> [PODANY TEKST]
_ _ _

Warszawa. Stolicy grozi paraliż komunikacyjny? Będzie strajk kierowców

Michał Skorupka / Naszemiasto.pl
Fot. Szymon Starnawski
Fot. Szymon Starnawski
W Miejskich Zakładach Autobusowych trwa spór pięciu związków zawodowych z zarządem spółki. Kierowcy domagają się przede wszystkim wyższych wynagrodzeń. Swoje niezadowolenie obecną sytuacją pragną wyrazić w środę 24 listopada. Z informacji przekazanych przez przewodniczącego ZZ Kierowców RP przy MZA wynika, że tego dnia pracownicy stołecznej komunikacji zaplanowali masowe oddawanie krwi, za co będą im przysługiwały dwa dni wolne od pracy.

W Miejskich Zakładach Autobusowych trwa spór zbiorowy pomiędzy: ZZ Kierowców RP przy MZA, MSZZ Solidarność 80, OZZKiM MZA Warszawa, WZZ Sierpień 80 i WZZKRP przy MZA w Warszawie a zarządem spółki. Głównym postulatem związkowców są podwyżki dla pracowników. Chodzi o kwotę 800 złotych brutto.

Jak poinformowała Polska Agencja Prasowa, kierowcy swoje rozżalenie aktualną sytuacją finansową chcą wyrazić w środę 24 listopada 2021 roku. Wtedy to zamierzają masowo oddać krew. Adam Cebulski, przewodniczący Związku Zawodowego Kierowców RP przy MZA potwierdził w rozmowie z naszym portalem, że wie o takich planach, jednak podkreślił, że nie jest to inicjatywa związkowców, a samych kierowców.

Warszawa cierpi na deficyt krwi. Tutejsze banki krwi są puste. Stąd też ta inicjatywa pań kierowców, jak i panów kierowców - czyli całej załogi jeżdżącej, z darem serca. Chcą oni pomóc mieszkańcom Warszawy. My jako związki zawodowe nie organizujemy tej zbiórki krwi - tłumaczy Adam Cebulski.

Kierowcy nie przyjdą do pracy? "Nie chcemy utrudniać warszawiakom codziennego życia"

To jest pewnego rodzaju zasygnalizowanie problemu. Nie chcemy utrudniać warszawiakom codziennego życia, komunikowania się, dojazdu do pracy, ale chcemy pokazać miastu, co będzie, jeśli dojdzie do konfrontacji. Kierowcy chcą pokazać władzom miasta co będzie, jeśli nie usiądą za kierownicą - tłumaczy w rozmowie z naszym portalem przewodniczący Związku Zawodowego Kierowców RP przy MZA.

_ _ _

> [POLECENIE 1] Wyjaśnij na podstawie artykułu o sporze w MZA, po co kierowcy chcą masowo oddać krew 24 listopada. Odpowiedz w jednym do trzech zdań.

_ _ _

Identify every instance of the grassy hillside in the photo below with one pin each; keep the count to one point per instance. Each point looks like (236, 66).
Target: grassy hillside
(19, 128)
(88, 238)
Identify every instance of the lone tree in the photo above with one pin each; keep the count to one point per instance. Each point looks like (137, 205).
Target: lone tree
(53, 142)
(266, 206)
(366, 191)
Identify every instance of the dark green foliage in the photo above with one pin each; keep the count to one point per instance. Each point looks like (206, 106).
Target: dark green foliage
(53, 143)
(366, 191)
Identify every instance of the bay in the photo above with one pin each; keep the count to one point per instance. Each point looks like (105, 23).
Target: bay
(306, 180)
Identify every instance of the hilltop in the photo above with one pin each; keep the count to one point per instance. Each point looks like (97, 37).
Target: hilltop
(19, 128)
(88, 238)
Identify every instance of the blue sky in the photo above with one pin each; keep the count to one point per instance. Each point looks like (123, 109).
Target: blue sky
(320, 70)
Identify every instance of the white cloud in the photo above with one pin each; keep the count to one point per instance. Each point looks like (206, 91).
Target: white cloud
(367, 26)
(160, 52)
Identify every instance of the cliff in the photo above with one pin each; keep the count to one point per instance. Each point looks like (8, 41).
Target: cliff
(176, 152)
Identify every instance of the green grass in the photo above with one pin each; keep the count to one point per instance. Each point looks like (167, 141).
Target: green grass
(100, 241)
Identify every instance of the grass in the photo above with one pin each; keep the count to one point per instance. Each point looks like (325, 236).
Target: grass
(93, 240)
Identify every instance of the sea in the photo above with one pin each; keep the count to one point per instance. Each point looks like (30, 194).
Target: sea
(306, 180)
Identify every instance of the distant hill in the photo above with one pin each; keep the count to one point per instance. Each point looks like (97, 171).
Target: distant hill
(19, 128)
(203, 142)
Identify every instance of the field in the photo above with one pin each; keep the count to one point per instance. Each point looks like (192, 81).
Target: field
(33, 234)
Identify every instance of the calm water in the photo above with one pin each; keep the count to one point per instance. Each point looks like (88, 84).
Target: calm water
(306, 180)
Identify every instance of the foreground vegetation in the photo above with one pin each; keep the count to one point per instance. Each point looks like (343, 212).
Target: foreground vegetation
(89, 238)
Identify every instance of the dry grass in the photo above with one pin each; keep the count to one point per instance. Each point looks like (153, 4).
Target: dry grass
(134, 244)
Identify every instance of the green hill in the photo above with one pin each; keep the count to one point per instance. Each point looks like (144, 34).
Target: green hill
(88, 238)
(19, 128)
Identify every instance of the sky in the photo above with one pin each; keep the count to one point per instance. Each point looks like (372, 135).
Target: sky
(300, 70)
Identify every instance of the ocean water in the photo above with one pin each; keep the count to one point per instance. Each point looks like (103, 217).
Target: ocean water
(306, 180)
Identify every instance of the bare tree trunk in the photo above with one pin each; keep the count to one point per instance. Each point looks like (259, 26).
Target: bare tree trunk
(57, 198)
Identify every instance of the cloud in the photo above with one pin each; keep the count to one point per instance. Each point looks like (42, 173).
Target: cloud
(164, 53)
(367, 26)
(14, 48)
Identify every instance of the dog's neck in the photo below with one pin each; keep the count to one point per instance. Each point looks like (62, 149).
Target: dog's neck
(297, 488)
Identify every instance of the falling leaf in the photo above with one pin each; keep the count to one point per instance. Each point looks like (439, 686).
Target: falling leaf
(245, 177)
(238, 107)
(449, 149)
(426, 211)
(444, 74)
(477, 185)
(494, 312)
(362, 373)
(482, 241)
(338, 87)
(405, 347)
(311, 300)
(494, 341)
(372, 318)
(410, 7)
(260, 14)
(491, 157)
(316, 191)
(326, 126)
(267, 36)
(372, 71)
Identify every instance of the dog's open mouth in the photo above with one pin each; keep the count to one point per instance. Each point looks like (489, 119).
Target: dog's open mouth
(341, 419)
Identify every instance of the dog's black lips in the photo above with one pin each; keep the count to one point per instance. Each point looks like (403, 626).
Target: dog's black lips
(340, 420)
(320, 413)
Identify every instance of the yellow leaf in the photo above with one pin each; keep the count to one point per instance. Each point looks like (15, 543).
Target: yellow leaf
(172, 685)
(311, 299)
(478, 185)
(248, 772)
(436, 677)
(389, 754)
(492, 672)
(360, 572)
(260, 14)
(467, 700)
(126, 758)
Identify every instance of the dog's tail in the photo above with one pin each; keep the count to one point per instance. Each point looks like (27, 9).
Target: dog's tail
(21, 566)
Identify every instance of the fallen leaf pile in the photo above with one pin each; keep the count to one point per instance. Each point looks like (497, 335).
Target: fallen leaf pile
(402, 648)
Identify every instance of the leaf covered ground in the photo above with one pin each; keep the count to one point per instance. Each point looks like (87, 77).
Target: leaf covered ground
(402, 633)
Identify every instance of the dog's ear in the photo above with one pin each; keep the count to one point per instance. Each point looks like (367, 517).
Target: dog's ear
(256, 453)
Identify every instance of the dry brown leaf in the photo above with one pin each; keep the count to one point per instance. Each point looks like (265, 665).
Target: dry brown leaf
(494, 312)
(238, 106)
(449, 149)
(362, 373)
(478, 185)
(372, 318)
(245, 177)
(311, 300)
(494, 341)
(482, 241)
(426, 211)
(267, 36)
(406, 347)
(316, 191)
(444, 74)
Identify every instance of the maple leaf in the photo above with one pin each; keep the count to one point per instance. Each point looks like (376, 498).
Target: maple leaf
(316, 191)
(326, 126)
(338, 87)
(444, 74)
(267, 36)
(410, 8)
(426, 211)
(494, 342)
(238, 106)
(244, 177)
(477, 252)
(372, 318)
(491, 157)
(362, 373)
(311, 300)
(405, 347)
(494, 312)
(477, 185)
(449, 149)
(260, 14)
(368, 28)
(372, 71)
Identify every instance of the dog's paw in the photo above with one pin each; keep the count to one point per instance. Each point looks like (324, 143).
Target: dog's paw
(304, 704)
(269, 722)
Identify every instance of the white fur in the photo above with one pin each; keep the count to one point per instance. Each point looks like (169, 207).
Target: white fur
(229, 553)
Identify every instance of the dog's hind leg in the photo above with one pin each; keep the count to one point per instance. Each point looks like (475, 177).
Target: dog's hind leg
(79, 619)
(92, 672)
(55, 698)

_ _ _

> [POLECENIE 2] Podaj fragment rekordów od wiersza zawierającego "Identify every instance of the dog's paw" aż do końca rekordów jako CSV z dwiema kolumnami, polecenie i odpowiedz. Każde polecenie ma trafić do osobnego wiersza, a jego treść i odpowiedź do osobnych pól w cudzysłowie, z łamaniami wierszy zamienionymi na spacje.

> [PEŁNA ODPOWIEDŹ 1] Kierowcy chcą w ten sposób wyrazić niezadowolenie z obecnej sytuacji finansowej i zasygnalizować problem. Chcą też pokazać władzom miasta, co będzie, jeśli nie usiądą za kierownicą. Według Adama Cebulskiego chcą również pomóc mieszkańcom, bo w Warszawie brakuje krwi, a banki krwi są puste.

> [PEŁNA ODPOWIEDŹ 2]
polecenie,odpowiedz
"Identify every instance of the dog's paw in the photo above with one pin each; keep the count to one point per instance. Each point looks like (324, 143). Target: dog's paw","(304, 704) (269, 722)"
"Identify every instance of the white fur in the photo above with one pin each; keep the count to one point per instance. Each point looks like (169, 207). Target: white fur","(229, 553)"
"Identify every instance of the dog's hind leg in the photo above with one pin each; keep the count to one point per instance. Each point looks like (475, 177). Target: dog's hind leg","(79, 619) (92, 672) (55, 698)"